*EXERCISES TO COMPLETE:*
1. Echo the passage of the essay on busy work that starts at "I was frying" and ends at "while they cooked.", word for word.
2. In the essay on busy work, what chores did the author do or could do in place of resting while a batch of walnut crunch fried? List them all.
3. Go on with the essay on busy work from its last sentence.

*TEXT BLOCK:*
I was frying a couple of dozen walnut crunch when I first got in trouble at Tim Horton’s.
Tim Horton’s is a donut and coffee place, and I worked there as a baker assistant around 2002, when I was in university.
Most donuts fry for 30 seconds per side, then you flip them and do the other side. It’s hot work, spending a shift working over a deep fryer, but frying walnut crunch (since discontinued ) was my favorite part because they took 3 minutes per side, which gave me time to grab an empty cooking oil pail and sit and rest my legs while they cooked.
That’s when I got caught. The store manager, who wasn’t usually there during my shift, saw me sitting. “If you have time to sit, you have time to clean.” And so, next shift, while the next walnut crunch batch fried, I had to re-mop the already mopped floor. I could also wipe down the already clean prep surfaces or just recheck our inventory of eggs. Anything was better than resting.
This was my introduction to busy work: work to be done for no other reason than to keep yourself looking busy. It fits into a larger category of bullshit work: work that the worker must do despite having no purpose.
I hated that busy work, and I’m so glad that I finished school and started working as a software developer, where I don’t have to make myself look busy all the time – I can read hacker news while a build runs and no one has yet suggested I start polishing my parentheses.
Unfortunately, software developers aren’t immune from absurd tasks that seemingly benefit no one. I know this because I asked around. It turns out it’s easy to find software developers that answer yes to the following question:
- Although you are required to do your job, you secretly believe it is pointless and should not need to be performed.
So that is today’s topic, and spoiler alert: tech bullshit work is different from donut shop busy work. Instead of being something to fill downtime, it’s often a whole giant project that benefits no one. Let’s go through some examples.
Bullshit Jobs: A Theory is a 2018 book by David Graeber investigating the strange phenomenon of pointless jobs. Graeber’s book even features interviews with some software developers. Once I started reading it, I felt compelled to test out his theory of BS jobs by asking around1: Did any software developers I knew, or on Lobsters, or Hacker News, have bullshit jobs?

*SUPPLIED INFORMATION:*
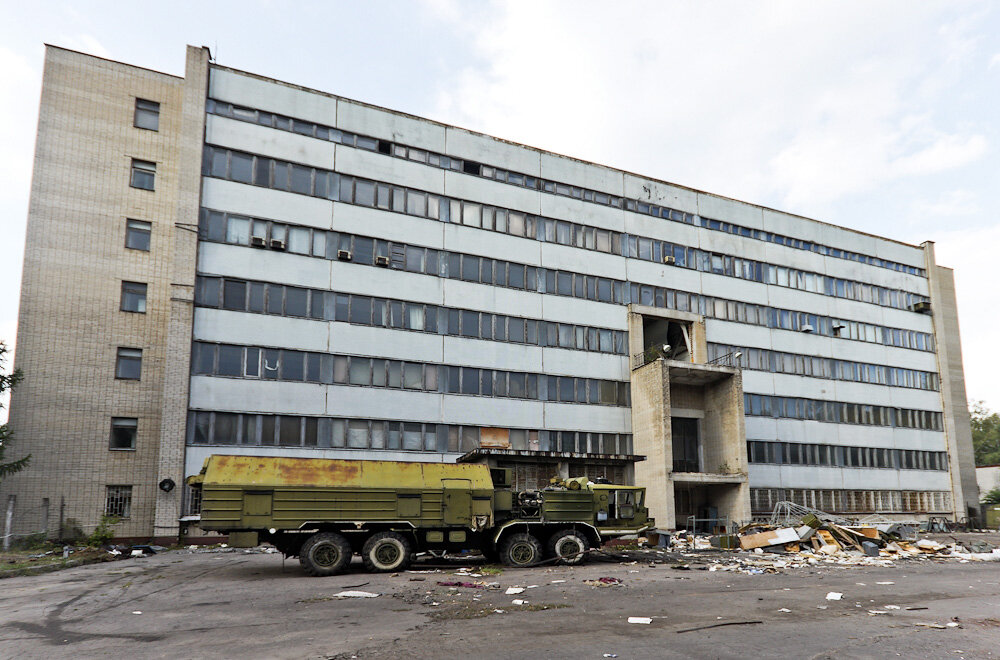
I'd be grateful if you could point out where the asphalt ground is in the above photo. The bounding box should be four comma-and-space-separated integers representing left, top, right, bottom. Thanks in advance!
0, 550, 1000, 660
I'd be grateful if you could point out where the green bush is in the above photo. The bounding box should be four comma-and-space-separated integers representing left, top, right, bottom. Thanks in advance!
87, 515, 121, 548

*ANSWERS IN ORDER:*
1.
I was frying a couple of dozen walnut crunch when I first got in trouble at Tim Horton’s.
Tim Horton’s is a donut and coffee place, and I worked there as a baker assistant around 2002, when I was in university.
Most donuts fry for 30 seconds per side, then you flip them and do the other side. It’s hot work, spending a shift working over a deep fryer, but frying walnut crunch (since discontinued ) was my favorite part because they took 3 minutes per side, which gave me time to grab an empty cooking oil pail and sit and rest my legs while they cooked.

2.
- Re-mop the already mopped floor
- Wipe down the already clean prep surfaces
- Recheck the inventory of eggs

3.
And sure enough, it didn’t take me long to hear from people who found their jobs to be pointless, and for the majority of them, it wasn’t a specific task, like mopping an already mopped floor, that was useless but an entire software development project. The world is apparently rife with pointless programming projects.
Grant, a Stanford grad who’s worked at several big tech companies, worked on a BS project:
One time, I worked for 12 months on a project I believed was dumb on a team of at least 30 to 40. It made no sense why we were building it. I told my manager my feelings, and he brushed them off.
A year later, the entire project was wound down. It had never shipped past an extremely limited beta. It completely failed to generate any sort of traction or product market fit. The manager who brushed off my concerns left the team way before this and went to work on something else in the organization.
The difference between these BS projects and my donut-based busy work is that I actually had to make the donuts. The busy work was never more than 10% of the job. On the other hand, a busy work project at a large enough org will occupy entire teams of people full time.
One data scientist, who prefers to remain anonymous, reported that their data science team at their start-up was utterly pointless.
Top management wanted to tell the investors that “we use machine learning for decision making” I wrote a linear model and it fitted the data. [But] the next version was a very complicated model based on embeddings derived from boosted trees. It required an immense infrastructure to version the model, datasets, and to serve it and deploy. Weights alone had 2GB.
The job was fun at times because all the team was very smart. But certainly not fulfilling.
There are several reasons why pointless work can proliferate, and the need to incorporate buzzwords like ‘machine-learning’ is certainly one of them. Maybe what I need is a taxonomy of pointless dev work.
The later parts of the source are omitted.